### DATA ROWS
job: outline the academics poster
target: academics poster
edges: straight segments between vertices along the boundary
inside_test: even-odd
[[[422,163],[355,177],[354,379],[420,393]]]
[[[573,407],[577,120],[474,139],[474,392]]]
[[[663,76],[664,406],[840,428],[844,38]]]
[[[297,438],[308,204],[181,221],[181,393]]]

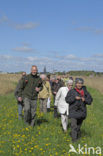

### WHAT IS EXPECTED
Copy the rows above word for word, leaving out the picture.

### THE COMPLETED TASK
job: outline the academics poster
target: academics poster
edges: straight segments between vertices along the boundary
inside_test: even-odd
[[[422,163],[355,177],[354,379],[420,393]]]
[[[573,407],[577,120],[474,139],[474,392]]]
[[[663,76],[664,406],[840,428],[844,38]]]
[[[297,438],[308,204],[181,221],[181,393]]]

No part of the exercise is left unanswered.